*What you should do:* Tally the lines in the items below that contain the string "lower", treating case as significant. Give only the number.

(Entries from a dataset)
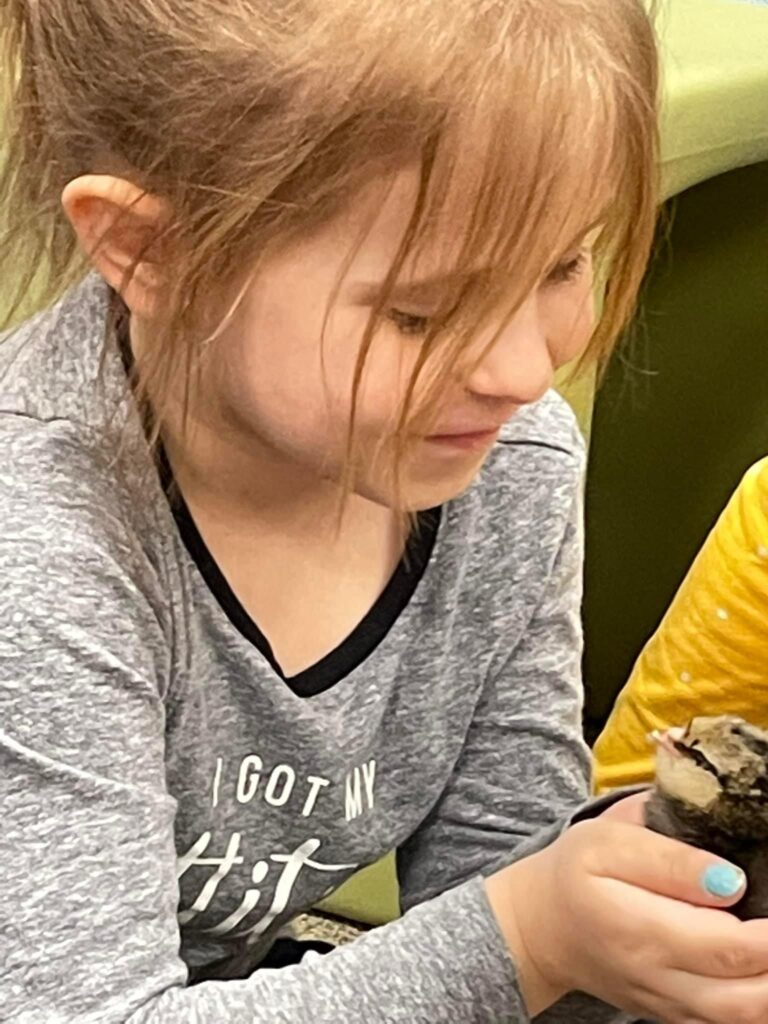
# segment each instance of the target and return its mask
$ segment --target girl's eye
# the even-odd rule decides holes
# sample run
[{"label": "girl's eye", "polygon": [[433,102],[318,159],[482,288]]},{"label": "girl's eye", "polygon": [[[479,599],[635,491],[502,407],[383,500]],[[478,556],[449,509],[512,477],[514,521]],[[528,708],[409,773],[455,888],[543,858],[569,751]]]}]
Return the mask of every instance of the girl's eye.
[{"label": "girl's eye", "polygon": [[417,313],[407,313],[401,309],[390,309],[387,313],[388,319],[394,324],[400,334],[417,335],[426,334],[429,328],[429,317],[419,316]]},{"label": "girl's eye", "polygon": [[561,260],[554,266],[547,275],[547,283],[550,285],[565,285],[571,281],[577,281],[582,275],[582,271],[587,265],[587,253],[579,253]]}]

==

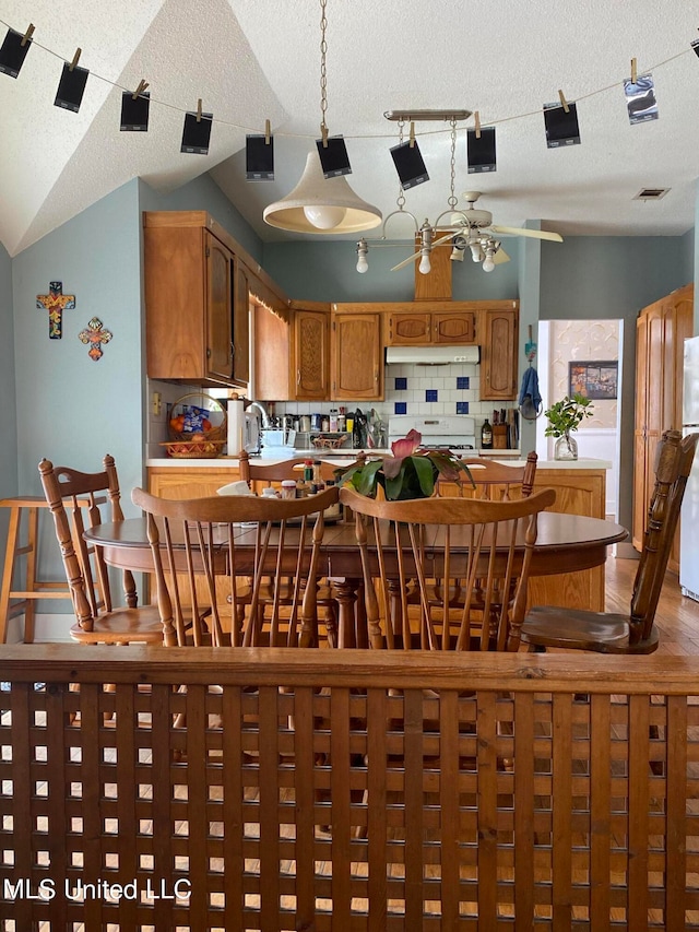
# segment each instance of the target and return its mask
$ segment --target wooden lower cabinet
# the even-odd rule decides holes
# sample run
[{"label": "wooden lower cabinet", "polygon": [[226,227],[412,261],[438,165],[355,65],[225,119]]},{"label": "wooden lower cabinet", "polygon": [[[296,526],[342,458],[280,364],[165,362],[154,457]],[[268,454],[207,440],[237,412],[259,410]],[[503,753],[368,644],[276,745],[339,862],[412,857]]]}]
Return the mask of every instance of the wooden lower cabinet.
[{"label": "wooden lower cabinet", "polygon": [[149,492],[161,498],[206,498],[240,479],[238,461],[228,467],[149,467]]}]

*Result of the task:* 4